▸ **WORK REQUIRED**
Check each line of the material. Copy those containing "below".

▸ **SUPPLIED DATA**
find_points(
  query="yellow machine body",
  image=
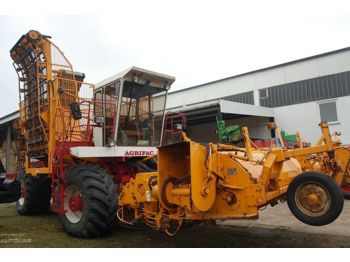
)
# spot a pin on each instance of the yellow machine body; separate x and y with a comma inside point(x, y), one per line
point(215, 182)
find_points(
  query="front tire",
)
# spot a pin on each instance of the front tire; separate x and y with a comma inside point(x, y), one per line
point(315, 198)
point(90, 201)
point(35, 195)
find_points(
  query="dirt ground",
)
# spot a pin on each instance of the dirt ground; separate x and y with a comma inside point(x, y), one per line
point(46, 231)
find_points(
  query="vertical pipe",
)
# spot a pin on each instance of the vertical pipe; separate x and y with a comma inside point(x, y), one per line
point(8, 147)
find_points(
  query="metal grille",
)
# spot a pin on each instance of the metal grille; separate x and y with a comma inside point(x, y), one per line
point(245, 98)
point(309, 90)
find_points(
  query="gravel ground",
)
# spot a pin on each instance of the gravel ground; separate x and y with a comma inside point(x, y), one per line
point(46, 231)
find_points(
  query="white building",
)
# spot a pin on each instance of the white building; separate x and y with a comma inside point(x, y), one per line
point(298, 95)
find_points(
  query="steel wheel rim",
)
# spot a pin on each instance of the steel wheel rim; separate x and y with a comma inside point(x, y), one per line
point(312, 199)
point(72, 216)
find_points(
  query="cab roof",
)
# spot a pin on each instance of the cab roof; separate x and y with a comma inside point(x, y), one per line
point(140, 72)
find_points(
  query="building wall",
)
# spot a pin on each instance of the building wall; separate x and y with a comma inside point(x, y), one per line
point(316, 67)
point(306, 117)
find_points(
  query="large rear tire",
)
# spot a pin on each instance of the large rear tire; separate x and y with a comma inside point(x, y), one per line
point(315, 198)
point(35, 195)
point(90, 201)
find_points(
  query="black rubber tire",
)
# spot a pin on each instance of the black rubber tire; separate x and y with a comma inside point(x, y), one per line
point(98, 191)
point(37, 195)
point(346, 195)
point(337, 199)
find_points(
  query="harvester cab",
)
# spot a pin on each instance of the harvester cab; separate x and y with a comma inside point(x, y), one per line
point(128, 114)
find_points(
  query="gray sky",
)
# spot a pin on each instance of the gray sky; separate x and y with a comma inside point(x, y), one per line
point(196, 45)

* * *

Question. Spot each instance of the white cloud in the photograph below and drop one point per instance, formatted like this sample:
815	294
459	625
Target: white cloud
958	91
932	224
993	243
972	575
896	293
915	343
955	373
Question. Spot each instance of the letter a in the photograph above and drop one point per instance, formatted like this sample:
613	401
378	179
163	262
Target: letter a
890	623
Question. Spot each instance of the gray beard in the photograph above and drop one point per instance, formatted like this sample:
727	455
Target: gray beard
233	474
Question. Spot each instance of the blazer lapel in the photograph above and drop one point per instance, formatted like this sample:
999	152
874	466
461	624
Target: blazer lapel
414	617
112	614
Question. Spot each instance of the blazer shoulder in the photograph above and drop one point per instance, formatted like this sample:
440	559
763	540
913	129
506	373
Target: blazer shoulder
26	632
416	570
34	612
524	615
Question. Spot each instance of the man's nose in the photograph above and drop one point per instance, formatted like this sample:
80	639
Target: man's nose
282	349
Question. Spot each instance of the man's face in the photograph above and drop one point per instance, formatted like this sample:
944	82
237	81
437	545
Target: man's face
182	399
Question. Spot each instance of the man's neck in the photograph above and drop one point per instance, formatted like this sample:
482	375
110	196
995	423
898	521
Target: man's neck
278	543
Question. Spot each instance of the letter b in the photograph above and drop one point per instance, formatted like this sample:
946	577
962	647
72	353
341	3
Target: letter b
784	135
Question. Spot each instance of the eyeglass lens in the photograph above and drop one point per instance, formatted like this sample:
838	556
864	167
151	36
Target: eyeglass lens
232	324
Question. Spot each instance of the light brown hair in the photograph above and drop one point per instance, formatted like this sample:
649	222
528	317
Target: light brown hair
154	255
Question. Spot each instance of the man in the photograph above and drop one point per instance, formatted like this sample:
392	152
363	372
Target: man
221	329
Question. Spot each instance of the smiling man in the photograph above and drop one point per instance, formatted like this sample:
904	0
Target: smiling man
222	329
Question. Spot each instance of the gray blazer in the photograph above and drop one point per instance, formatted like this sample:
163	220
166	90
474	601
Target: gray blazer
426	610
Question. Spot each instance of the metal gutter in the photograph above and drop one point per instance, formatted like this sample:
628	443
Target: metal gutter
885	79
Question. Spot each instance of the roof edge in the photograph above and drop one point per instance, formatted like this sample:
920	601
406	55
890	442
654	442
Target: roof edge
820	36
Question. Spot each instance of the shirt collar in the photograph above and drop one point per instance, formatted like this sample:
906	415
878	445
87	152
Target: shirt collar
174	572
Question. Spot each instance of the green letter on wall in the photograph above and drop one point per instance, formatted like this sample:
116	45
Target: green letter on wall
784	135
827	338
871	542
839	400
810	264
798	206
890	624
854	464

...

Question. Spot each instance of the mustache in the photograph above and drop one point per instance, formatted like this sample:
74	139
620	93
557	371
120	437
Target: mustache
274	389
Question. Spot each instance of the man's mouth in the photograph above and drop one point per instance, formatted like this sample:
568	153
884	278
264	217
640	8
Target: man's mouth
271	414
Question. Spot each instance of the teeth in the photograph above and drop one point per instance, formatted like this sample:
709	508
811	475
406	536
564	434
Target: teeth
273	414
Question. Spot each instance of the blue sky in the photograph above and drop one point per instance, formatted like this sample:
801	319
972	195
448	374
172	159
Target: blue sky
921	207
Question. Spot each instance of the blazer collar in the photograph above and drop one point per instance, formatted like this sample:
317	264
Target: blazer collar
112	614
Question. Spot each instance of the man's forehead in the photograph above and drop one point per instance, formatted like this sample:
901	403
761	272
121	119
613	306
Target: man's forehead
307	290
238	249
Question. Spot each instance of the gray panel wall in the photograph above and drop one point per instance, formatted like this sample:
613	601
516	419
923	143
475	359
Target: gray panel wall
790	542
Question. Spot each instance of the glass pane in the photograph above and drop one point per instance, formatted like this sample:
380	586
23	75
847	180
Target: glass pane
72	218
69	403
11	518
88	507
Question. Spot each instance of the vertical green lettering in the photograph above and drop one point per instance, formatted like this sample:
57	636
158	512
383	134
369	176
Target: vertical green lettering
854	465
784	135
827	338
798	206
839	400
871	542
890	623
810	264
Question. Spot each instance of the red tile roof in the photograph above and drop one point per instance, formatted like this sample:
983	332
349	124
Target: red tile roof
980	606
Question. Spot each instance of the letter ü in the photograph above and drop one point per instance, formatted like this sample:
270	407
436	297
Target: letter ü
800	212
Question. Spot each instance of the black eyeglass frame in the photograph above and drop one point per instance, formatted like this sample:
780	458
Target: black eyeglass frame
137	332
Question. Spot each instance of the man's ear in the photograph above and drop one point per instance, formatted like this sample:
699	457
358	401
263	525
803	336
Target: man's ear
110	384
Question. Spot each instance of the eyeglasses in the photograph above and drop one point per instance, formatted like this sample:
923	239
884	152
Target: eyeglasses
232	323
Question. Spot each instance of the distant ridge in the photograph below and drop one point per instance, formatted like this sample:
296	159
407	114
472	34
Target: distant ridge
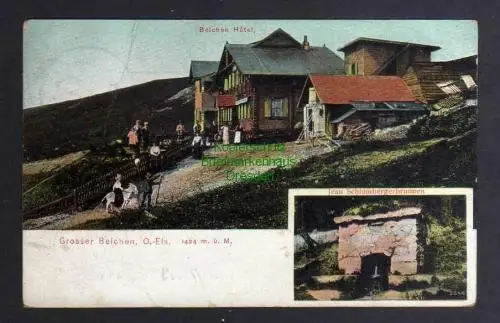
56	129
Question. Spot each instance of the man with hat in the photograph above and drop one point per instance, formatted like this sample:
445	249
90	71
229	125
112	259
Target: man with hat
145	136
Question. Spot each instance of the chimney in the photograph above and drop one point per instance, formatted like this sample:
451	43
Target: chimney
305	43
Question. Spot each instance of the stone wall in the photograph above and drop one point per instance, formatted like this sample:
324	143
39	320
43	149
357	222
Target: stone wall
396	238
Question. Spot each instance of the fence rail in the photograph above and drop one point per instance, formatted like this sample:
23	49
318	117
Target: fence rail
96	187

▸ **EXPECTED ANSWER**
Question. Spot each instance of the white cloud in the photograph below and drop one point per instance, formatted like this sample:
Question. Spot each instance of the distant ridge in the photograph below and drop one point per instance, formatted like this sample:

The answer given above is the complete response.